Stored items from a collection
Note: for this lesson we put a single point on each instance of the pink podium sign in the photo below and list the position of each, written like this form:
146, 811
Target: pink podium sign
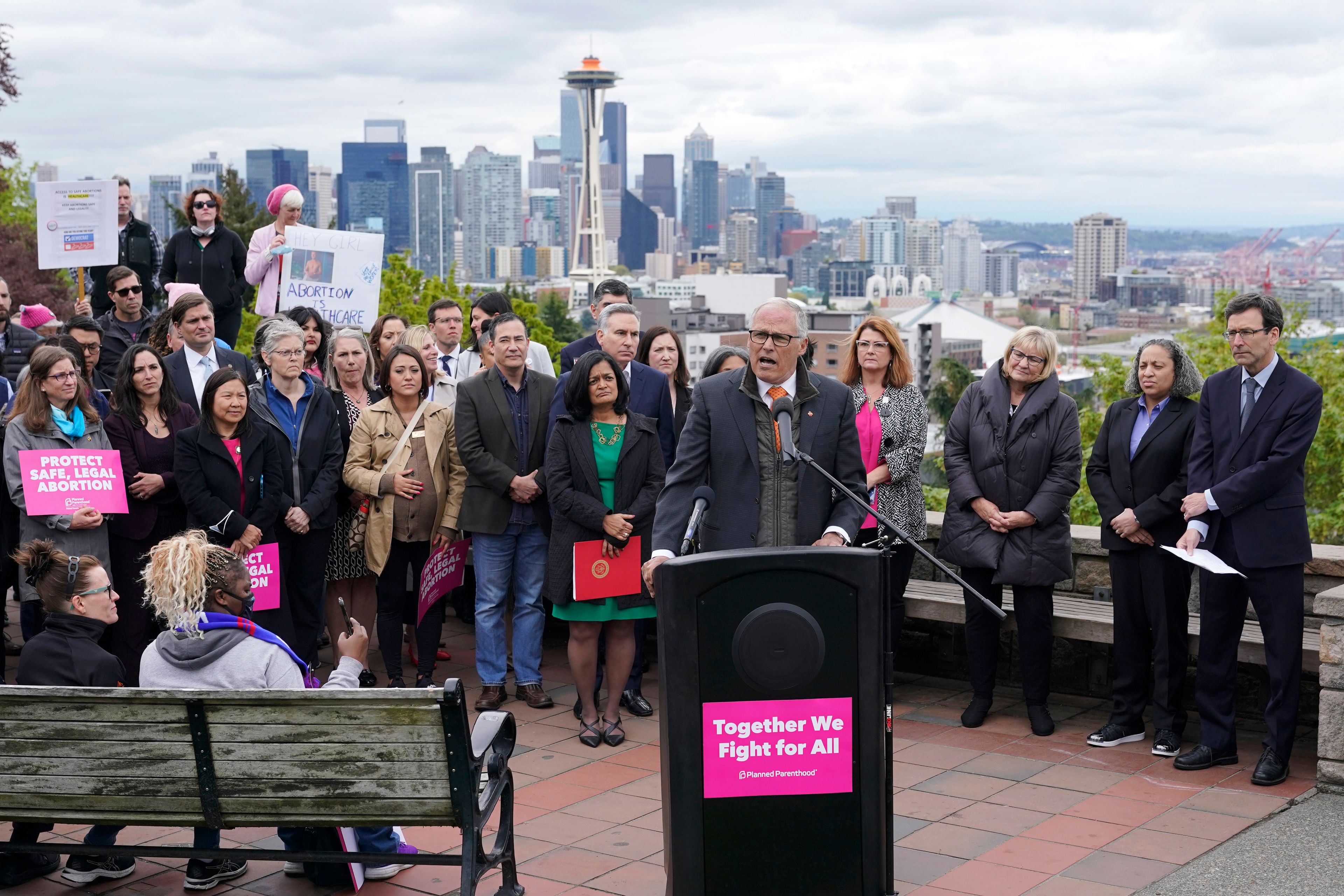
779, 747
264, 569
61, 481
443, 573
--
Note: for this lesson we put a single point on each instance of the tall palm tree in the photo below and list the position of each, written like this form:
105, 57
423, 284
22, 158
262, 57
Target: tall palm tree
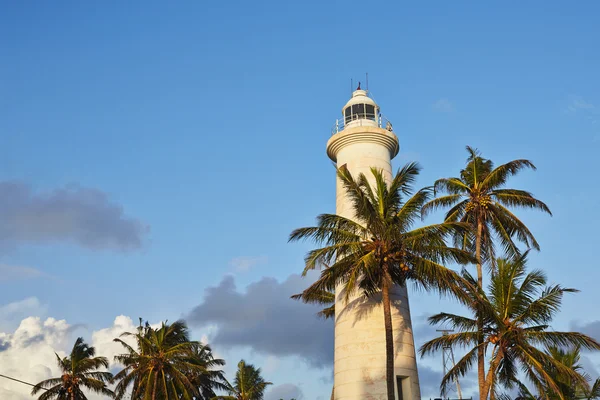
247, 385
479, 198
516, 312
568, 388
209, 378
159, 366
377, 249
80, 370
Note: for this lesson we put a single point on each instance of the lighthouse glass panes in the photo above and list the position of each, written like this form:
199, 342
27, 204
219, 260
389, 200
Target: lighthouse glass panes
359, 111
* * *
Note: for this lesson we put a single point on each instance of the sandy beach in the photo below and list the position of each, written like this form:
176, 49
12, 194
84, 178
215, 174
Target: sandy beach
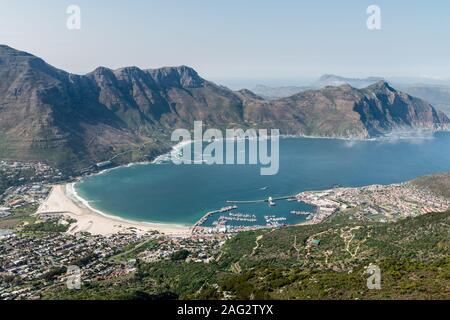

What you have to do: In which lines of the records does the word "written" appear? Copy each of them.

Response to this task:
Note: for this lesson we put a single point on each instance of the pink podium sign in the photo below and list the position of each, written like this form:
Note: for this lesson we put a single point on each instance of the tall palm tree in the photo below and list the position of each, written like this form:
Note: for this lesson we put a single point on each instance of the lighthouse glass panes in the photo above and list the position of each, written like this form:
Note: for this lesson we put a single point on each instance of the sandy beach in the photo below and list the position of each, written like this form:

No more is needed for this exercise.